Directive: Update the lines running from the one containing "Outline every instance of the girl" through the one containing "M 83 21 L 83" by replacing "girl" with "child", and give back only those lines, otherwise unchanged.

Data entries
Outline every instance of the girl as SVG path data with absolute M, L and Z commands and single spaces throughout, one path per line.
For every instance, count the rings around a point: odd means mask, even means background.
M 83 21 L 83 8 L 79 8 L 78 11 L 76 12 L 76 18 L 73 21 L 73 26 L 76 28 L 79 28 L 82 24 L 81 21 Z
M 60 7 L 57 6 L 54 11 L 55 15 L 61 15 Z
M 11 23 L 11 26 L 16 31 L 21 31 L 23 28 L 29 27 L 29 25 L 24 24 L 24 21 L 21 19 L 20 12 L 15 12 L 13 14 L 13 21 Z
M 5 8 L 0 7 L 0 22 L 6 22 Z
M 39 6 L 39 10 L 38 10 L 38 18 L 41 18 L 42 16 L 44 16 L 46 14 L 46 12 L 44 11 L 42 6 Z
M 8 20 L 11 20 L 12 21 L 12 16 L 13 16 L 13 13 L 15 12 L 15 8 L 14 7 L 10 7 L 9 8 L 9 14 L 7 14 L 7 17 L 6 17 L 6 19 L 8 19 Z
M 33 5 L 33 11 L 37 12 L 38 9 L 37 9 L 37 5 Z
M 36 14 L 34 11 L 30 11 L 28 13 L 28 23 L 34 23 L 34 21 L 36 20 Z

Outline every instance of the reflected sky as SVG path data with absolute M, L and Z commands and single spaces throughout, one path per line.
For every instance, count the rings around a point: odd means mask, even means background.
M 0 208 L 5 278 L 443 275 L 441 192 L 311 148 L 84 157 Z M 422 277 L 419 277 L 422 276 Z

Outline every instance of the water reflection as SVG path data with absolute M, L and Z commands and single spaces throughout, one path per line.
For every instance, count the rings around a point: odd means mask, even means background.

---

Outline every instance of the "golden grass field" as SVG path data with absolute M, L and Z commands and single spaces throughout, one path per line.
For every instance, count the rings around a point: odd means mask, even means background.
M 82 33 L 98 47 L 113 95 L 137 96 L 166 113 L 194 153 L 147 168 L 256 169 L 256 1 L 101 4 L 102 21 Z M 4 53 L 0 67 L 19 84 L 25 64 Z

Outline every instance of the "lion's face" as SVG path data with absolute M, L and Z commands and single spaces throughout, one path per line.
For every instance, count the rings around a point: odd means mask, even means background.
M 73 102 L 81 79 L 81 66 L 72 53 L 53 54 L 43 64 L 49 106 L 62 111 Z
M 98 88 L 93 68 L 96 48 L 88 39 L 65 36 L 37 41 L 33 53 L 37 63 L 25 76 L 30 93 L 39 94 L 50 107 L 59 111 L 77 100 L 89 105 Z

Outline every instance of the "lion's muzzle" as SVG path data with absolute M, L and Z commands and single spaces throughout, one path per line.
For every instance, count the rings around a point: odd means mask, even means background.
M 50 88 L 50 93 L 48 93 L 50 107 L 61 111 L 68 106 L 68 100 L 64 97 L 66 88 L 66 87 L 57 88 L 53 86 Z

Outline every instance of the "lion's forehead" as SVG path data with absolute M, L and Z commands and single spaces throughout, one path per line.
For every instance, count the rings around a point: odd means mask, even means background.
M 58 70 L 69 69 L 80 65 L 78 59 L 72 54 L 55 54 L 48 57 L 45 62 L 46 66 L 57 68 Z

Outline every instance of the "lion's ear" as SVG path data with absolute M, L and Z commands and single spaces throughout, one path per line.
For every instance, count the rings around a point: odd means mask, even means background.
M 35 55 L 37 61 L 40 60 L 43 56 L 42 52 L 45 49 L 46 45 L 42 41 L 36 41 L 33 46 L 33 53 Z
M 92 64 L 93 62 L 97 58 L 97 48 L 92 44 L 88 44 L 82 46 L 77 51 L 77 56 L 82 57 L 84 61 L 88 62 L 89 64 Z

Expected answer:
Outline every instance of the child as SVG path data with absolute M, L and Z commands and single spaces throughout, one path per line.
For every instance, count the rings around a point: odd means mask, even means background.
M 83 21 L 83 8 L 79 8 L 78 11 L 76 12 L 76 18 L 73 21 L 73 26 L 76 28 L 79 28 L 82 24 L 81 21 Z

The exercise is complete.